_What you will do_:
Write down exactly the lines from the one with "The automated pipeline tagged white" to the end of the data, first and last included, and no others.

_Available records_:
§

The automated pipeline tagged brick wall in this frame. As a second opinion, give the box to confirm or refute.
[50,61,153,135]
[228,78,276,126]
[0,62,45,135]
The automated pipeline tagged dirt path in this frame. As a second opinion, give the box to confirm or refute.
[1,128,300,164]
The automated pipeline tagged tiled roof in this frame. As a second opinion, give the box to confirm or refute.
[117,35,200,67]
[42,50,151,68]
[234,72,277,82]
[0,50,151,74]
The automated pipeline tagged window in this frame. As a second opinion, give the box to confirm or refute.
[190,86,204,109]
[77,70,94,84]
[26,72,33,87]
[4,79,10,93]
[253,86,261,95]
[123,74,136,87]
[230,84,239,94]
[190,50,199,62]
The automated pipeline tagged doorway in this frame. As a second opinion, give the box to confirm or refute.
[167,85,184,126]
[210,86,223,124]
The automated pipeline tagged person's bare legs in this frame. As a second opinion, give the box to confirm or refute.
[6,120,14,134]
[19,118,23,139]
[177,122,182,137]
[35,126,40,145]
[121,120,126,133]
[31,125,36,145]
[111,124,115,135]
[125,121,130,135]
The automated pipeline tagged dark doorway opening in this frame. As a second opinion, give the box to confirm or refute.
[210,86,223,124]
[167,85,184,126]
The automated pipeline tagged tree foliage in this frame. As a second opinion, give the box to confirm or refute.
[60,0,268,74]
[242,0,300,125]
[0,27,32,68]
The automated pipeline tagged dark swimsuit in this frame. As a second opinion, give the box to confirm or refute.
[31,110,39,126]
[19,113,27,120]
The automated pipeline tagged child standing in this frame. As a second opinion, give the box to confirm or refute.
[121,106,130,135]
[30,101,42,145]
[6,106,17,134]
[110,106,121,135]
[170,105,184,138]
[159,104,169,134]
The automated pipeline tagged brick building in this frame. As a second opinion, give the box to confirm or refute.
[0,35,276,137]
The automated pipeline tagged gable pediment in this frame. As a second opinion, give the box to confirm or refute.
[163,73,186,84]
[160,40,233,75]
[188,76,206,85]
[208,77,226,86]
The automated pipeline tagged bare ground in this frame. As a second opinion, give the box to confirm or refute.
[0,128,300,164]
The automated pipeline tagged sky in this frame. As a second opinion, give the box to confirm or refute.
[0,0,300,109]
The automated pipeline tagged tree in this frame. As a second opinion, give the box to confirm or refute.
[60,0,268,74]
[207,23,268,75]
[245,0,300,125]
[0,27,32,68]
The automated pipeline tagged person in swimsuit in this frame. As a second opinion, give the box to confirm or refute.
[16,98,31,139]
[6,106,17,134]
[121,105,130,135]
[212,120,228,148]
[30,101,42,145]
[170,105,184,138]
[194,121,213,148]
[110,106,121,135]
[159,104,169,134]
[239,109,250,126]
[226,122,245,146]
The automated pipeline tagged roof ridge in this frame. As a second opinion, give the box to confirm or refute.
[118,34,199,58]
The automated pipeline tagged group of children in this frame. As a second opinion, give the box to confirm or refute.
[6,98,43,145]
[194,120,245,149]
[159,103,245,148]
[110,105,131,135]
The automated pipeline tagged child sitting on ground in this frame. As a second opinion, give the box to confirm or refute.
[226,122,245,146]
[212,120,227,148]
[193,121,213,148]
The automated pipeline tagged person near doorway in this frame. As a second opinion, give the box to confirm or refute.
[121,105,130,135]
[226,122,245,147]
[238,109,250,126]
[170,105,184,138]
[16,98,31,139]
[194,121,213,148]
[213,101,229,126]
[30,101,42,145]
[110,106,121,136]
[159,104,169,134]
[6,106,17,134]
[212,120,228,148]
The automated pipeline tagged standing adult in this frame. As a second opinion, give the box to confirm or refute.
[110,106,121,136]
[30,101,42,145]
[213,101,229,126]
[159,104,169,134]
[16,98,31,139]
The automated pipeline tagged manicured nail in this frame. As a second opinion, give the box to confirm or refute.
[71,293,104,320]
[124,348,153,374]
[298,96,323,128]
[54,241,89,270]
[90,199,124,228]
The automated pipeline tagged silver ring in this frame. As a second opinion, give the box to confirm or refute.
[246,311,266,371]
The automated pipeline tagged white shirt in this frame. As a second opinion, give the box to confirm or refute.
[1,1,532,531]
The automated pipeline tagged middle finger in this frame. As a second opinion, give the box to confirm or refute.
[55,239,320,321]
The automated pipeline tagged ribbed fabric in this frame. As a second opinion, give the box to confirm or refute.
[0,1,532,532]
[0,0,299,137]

§

_Solution to the exercise_:
The automated pipeline tagged white shirt in this frame. As a second opinion, give the box to confirm or refute.
[1,1,532,531]
The automated pipeline tagged middle finger in this frame. As a second opinion, give the box to confirm or refute.
[55,239,320,321]
The automated pipeline tagged ribbed fabric in this frame. As a second opinion, give the box to confirm or refute.
[0,1,532,532]
[0,0,299,137]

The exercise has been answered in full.